+++ Records shown

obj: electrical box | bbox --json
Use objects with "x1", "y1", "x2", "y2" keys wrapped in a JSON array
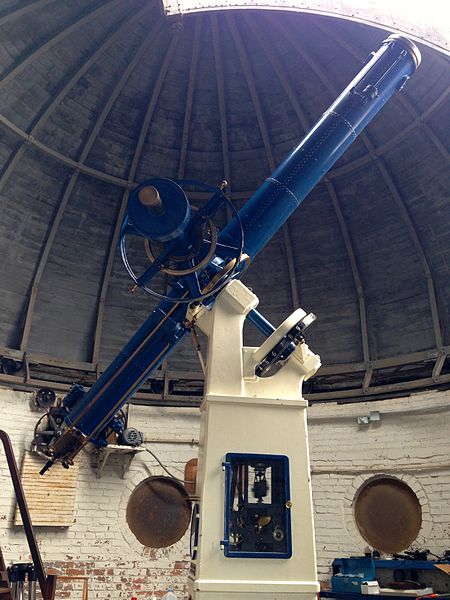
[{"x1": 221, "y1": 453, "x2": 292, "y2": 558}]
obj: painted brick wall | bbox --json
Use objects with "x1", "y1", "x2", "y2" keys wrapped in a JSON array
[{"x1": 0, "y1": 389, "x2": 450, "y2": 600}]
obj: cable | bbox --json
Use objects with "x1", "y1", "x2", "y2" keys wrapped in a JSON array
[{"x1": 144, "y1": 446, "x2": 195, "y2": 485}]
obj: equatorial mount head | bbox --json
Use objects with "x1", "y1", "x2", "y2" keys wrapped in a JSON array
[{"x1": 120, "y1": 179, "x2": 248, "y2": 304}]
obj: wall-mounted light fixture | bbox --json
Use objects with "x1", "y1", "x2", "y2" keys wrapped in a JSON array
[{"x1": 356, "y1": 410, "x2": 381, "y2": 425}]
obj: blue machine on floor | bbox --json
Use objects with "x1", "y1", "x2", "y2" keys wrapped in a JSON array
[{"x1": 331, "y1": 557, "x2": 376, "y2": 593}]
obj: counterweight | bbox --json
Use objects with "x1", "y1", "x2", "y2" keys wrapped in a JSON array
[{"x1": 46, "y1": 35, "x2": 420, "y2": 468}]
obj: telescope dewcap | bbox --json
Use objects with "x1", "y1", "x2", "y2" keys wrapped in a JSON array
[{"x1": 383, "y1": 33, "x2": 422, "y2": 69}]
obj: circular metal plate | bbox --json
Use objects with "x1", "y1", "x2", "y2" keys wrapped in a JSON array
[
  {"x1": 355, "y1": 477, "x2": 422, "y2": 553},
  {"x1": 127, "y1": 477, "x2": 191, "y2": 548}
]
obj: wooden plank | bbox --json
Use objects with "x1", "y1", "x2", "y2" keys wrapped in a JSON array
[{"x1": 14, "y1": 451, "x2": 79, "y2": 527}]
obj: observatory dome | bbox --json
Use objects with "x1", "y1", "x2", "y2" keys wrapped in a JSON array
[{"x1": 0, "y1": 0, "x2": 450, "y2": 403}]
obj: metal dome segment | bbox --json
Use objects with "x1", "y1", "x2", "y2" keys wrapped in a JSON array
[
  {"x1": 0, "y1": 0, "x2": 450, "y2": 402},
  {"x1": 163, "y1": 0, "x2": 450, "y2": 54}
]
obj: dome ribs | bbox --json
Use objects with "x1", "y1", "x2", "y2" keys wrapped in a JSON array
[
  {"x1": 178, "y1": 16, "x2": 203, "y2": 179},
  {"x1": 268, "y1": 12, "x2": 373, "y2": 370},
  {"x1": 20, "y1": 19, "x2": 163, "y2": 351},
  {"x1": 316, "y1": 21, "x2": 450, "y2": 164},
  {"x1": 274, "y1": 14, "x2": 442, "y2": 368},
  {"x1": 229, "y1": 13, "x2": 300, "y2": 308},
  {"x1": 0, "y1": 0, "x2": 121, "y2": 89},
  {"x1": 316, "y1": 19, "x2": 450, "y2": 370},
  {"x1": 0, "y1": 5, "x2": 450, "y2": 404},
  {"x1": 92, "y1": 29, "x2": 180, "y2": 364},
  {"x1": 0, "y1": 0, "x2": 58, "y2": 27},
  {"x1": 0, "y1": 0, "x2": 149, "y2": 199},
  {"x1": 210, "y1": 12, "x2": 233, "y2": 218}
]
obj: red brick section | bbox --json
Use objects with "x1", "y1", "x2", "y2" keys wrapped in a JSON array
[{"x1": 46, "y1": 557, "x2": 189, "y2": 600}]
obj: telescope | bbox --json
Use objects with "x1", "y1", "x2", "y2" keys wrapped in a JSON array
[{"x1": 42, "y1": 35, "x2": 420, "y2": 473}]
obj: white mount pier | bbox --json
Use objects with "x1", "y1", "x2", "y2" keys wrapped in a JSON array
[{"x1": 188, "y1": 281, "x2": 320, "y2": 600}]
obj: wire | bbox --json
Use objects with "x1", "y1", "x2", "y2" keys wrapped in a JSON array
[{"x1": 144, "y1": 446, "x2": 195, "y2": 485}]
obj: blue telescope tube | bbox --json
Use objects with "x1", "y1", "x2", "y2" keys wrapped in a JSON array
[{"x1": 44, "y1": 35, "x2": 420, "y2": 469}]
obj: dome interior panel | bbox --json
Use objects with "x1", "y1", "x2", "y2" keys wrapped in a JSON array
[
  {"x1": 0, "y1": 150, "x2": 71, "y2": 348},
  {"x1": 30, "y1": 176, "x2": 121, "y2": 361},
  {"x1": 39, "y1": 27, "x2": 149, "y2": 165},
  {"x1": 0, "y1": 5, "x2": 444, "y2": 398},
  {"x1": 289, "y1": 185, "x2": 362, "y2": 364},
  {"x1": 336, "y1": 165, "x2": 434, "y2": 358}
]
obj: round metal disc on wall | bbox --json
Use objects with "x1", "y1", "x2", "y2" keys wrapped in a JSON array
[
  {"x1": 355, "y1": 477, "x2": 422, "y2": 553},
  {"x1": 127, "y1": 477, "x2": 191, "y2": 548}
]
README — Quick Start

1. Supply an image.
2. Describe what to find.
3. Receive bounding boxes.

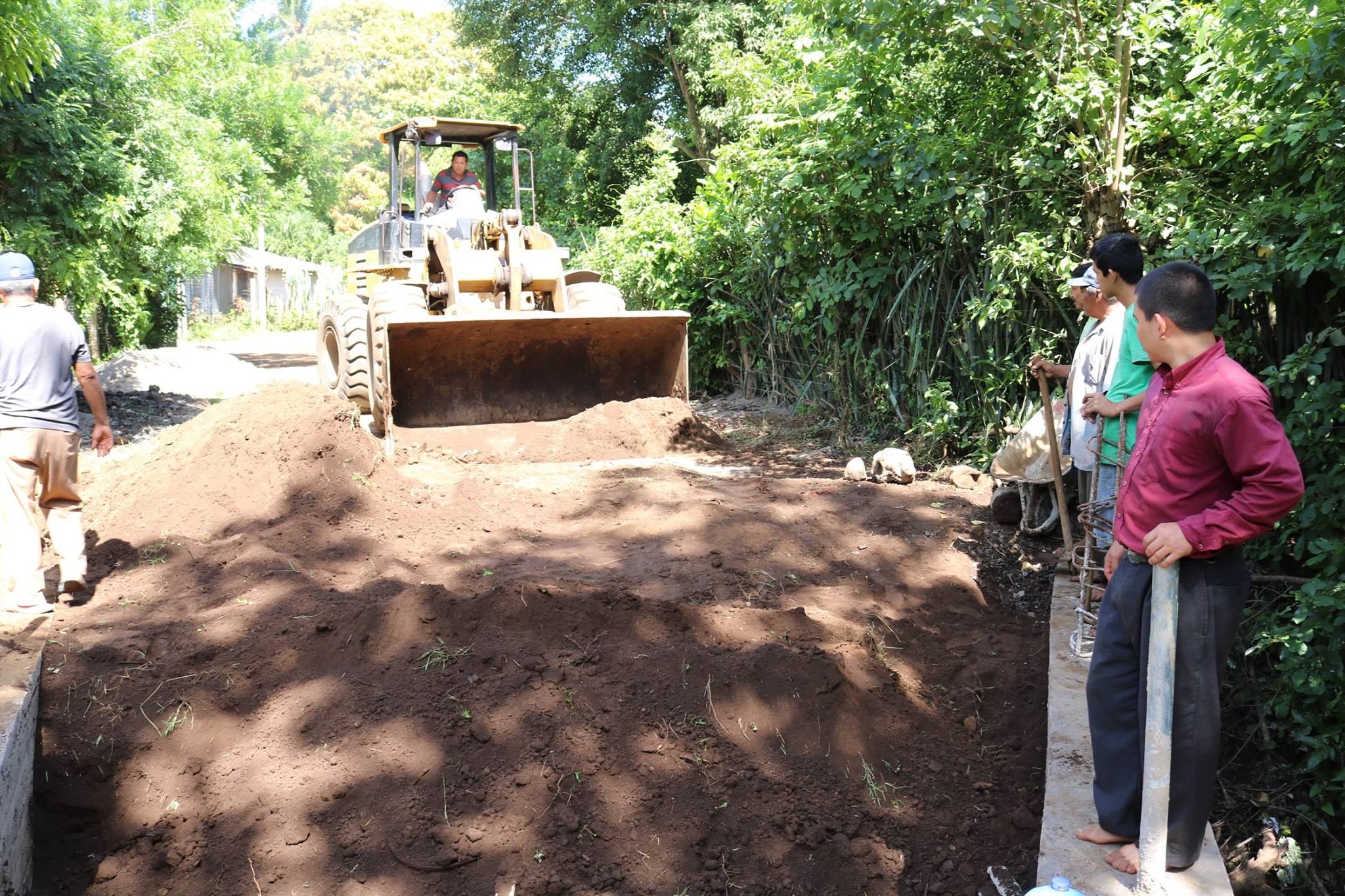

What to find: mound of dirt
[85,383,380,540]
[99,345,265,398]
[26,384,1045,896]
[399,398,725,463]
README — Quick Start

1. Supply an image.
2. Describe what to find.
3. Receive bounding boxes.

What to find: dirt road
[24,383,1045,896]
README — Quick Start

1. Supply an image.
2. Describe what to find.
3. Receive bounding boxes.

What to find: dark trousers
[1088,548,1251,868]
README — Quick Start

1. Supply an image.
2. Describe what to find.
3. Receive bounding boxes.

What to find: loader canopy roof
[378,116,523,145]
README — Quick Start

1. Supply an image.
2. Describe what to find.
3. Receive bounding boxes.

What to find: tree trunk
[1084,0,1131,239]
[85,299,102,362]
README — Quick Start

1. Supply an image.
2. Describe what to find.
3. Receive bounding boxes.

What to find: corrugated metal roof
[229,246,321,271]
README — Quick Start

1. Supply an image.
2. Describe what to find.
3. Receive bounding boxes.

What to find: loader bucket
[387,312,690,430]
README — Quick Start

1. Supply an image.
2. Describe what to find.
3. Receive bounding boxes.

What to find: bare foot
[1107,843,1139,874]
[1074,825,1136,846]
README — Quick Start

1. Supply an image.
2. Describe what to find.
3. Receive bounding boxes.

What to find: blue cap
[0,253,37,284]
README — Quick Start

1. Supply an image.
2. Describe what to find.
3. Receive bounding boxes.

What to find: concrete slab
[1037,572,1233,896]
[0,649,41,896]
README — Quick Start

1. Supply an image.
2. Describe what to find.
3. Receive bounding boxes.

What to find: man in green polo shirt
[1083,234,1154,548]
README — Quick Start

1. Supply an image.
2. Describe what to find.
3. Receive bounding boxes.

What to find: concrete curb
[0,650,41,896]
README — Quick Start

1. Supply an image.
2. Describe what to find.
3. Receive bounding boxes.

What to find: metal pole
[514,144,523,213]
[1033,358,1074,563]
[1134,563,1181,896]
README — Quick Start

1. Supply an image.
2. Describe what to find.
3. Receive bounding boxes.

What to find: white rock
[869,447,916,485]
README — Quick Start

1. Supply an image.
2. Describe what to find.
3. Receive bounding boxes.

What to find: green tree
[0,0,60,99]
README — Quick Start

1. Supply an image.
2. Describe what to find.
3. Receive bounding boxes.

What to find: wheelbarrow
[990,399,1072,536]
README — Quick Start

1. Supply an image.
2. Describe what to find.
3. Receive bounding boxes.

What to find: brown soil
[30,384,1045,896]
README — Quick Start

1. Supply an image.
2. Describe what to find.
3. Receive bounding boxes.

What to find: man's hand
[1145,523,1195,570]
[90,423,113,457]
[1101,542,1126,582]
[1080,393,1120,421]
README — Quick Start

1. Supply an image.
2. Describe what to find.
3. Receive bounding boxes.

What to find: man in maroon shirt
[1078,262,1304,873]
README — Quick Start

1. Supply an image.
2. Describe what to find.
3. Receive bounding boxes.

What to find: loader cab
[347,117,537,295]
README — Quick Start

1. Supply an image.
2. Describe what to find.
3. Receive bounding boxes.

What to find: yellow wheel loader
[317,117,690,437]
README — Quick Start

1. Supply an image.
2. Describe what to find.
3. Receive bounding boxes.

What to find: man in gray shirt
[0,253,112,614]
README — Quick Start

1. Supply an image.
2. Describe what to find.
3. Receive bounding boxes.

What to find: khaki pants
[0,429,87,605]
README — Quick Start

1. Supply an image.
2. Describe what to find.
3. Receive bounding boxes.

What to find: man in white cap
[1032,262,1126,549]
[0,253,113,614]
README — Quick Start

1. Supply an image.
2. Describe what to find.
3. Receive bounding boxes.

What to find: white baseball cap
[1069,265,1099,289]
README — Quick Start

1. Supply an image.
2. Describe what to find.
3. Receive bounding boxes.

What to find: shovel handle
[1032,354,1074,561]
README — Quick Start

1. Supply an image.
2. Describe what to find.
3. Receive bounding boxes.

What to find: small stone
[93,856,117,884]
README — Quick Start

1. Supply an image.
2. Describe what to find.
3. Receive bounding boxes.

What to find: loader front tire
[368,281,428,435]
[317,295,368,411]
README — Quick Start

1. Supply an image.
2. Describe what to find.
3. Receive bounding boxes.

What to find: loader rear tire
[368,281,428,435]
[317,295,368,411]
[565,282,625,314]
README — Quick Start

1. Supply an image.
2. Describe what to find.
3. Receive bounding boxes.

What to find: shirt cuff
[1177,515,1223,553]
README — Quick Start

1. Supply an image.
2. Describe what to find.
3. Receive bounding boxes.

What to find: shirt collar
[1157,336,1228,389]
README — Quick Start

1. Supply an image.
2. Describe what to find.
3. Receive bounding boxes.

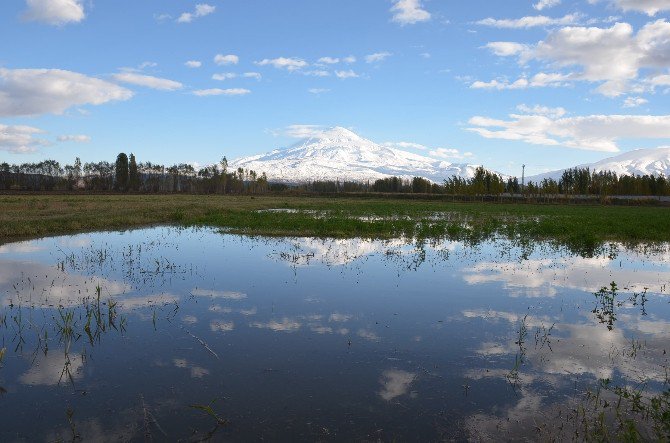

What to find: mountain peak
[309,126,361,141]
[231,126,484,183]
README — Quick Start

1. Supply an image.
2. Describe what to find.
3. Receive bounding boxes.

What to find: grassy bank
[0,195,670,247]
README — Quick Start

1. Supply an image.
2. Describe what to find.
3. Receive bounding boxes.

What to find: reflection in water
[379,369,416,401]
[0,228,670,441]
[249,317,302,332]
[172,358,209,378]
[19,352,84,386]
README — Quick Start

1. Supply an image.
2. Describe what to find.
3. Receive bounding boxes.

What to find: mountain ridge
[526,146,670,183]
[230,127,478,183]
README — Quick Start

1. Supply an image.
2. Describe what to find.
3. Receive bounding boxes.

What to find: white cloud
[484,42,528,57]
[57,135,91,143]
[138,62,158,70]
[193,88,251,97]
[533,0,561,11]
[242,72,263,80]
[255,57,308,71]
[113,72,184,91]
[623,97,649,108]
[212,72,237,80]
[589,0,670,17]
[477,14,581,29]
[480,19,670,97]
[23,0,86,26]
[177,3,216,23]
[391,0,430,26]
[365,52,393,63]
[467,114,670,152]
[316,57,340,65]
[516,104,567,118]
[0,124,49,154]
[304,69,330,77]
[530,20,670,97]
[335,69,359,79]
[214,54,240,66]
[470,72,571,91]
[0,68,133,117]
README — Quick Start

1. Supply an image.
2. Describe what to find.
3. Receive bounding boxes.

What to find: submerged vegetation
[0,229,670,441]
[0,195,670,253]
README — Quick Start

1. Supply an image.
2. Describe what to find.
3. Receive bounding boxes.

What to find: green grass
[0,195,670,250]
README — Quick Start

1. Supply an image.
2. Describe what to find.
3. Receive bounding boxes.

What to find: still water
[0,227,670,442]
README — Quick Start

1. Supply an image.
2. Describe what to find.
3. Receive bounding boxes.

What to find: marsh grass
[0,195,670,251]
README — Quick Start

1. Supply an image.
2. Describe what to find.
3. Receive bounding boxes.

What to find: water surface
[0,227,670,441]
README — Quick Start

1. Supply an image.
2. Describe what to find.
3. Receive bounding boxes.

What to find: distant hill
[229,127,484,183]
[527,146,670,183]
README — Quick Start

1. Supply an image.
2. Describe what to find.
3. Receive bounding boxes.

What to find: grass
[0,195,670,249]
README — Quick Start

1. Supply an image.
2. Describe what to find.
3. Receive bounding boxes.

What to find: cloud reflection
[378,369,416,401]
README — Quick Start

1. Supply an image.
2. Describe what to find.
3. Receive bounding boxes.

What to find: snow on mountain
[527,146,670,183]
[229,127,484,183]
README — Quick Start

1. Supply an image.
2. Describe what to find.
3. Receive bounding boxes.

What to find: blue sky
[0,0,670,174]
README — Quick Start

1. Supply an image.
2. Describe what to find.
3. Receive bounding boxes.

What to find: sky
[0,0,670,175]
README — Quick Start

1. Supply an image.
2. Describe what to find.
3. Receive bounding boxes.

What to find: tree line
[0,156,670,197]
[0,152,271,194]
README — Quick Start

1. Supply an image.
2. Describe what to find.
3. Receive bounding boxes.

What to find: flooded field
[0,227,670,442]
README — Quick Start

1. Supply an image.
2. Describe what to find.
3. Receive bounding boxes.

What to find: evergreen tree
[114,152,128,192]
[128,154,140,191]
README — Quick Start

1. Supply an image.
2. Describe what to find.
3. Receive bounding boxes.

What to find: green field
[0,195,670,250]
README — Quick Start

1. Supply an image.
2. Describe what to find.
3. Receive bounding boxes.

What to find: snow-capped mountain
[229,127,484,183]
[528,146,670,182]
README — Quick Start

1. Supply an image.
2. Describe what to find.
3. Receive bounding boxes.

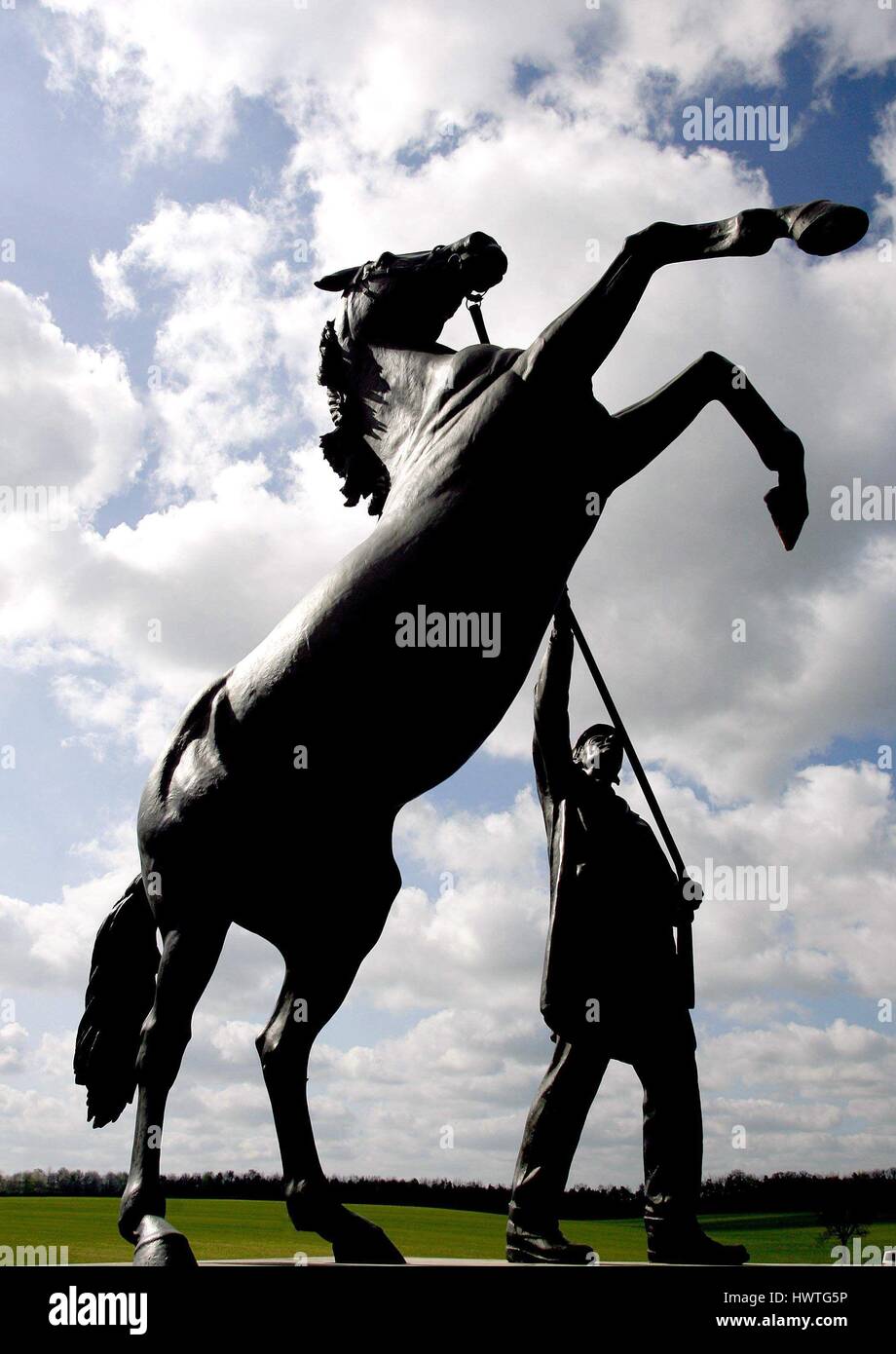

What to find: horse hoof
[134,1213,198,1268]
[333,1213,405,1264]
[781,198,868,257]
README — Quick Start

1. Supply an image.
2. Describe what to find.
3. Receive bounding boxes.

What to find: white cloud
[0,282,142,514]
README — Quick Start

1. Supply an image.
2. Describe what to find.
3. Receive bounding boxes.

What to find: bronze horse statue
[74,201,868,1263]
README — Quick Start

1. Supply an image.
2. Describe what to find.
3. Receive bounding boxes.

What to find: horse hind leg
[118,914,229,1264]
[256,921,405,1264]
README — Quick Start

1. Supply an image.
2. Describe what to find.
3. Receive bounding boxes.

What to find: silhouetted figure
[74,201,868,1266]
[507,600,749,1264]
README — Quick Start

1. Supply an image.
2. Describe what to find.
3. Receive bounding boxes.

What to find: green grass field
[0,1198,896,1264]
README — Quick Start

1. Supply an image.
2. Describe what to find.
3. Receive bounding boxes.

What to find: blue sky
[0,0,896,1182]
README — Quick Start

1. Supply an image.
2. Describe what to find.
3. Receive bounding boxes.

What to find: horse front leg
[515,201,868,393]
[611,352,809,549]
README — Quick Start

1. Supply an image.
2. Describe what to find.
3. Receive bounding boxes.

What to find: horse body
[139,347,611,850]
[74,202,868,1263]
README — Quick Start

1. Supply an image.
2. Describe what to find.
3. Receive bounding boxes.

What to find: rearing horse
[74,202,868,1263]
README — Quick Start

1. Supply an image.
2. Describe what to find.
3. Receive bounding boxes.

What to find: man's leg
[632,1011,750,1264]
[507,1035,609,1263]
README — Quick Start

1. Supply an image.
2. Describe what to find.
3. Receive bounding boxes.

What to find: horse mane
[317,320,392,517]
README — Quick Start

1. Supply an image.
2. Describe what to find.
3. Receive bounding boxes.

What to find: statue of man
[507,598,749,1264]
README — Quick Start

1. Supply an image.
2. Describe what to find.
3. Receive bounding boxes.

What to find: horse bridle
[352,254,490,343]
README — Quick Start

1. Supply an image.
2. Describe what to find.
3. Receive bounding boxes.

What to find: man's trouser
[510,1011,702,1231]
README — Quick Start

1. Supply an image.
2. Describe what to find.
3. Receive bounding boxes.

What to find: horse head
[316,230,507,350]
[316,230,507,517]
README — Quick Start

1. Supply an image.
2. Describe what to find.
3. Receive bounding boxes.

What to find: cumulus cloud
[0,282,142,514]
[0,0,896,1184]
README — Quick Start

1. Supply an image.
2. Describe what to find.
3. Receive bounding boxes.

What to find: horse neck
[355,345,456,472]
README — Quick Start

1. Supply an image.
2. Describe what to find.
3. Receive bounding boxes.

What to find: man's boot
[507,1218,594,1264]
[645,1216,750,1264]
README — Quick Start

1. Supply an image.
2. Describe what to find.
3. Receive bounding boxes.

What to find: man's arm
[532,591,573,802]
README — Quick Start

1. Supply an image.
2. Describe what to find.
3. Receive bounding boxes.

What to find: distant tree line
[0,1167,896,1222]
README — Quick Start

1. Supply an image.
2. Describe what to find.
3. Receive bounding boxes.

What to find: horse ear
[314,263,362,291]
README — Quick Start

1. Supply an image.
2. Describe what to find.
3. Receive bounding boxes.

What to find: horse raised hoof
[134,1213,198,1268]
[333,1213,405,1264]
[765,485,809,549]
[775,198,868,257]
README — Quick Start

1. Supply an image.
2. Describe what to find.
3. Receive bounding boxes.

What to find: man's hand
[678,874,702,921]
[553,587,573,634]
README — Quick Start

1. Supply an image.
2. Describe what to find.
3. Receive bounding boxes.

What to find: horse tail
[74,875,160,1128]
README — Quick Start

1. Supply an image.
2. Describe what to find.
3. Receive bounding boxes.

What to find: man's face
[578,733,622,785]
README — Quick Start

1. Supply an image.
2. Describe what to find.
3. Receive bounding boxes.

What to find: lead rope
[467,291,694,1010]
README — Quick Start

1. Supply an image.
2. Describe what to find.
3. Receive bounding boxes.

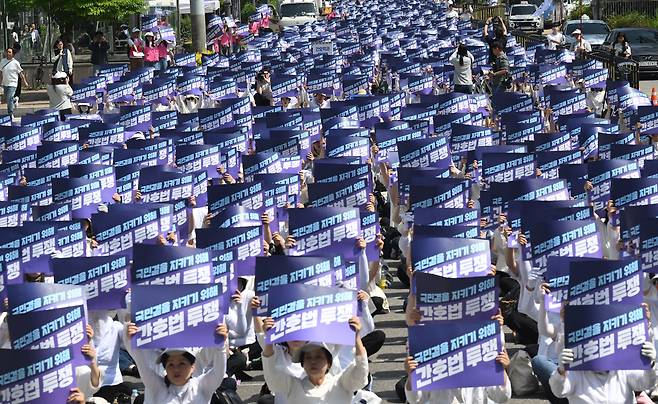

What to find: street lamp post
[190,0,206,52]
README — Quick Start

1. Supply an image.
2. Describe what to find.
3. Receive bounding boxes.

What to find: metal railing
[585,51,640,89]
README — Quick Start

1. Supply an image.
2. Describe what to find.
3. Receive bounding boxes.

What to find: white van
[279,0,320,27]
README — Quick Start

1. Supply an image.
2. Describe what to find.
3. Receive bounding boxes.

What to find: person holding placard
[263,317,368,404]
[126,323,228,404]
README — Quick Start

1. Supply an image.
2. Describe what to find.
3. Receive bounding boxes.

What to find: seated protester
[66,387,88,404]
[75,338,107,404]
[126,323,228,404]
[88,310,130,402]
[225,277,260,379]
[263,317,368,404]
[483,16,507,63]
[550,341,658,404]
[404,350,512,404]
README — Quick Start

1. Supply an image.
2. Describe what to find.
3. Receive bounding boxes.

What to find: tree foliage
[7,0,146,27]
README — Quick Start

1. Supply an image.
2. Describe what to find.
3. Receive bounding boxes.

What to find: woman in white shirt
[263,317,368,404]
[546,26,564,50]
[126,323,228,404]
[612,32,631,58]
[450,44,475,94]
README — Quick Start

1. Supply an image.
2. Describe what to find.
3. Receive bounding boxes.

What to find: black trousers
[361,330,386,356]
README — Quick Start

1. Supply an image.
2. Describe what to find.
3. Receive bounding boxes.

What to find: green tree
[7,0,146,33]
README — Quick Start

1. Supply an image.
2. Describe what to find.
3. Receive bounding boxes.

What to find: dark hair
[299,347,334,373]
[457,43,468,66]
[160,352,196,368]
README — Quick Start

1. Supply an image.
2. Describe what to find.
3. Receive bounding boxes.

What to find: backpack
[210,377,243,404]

++++++

--- Exercise prompt ---
Rewrite the rows starting with the line that contains "obj: round metal disc on wall | bbox --json" and going on through the line that contains "[387,312,690,430]", with "Quick Start" replaced by "Getting Started" and everything else unchanged. Give only those lines, without the pictures.

--- Result ---
obj: round metal disc on wall | bbox --json
Use objects with "x1", "y1", "x2", "y2" keys wrapped in a JSON array
[
  {"x1": 355, "y1": 477, "x2": 422, "y2": 553},
  {"x1": 127, "y1": 477, "x2": 191, "y2": 548}
]
README — Getting Started

1. Supply an image.
2. Describe what to find.
3. Receive bounding boxes.


What to find: mound of dirt
[85,383,380,540]
[99,345,265,398]
[26,384,1045,896]
[399,398,725,463]
README — Getting Started

1. Supply an image.
2. Describe what to find.
3. Receive bounding boxes.

What to find: dirt road
[24,383,1045,896]
README — Getting Started

1. Supply an image.
2. Describe what to find.
3. Receive bounding boxes.

What to find: dark trousers
[1088,548,1251,868]
README — Getting Started

1. Supply an image.
2. Describe what to find.
3. Receive bounding boxes.

What to find: loader canopy roof
[378,116,523,145]
README — Getting Started

1. Supply an image.
2. Describe what to find.
3. Receive bounding boxes.

What to find: tree trunk
[1084,0,1131,239]
[85,299,102,362]
README — Getting Started

1. Supply an image.
2. Describe what to find.
3. Receive bounding boxes.

What to find: corrugated metal roof
[229,246,321,271]
README — Getting Started

1. Supply an image.
2. Describe what to find.
3. Receive bounding boxes.

What to find: loader bucket
[387,312,690,430]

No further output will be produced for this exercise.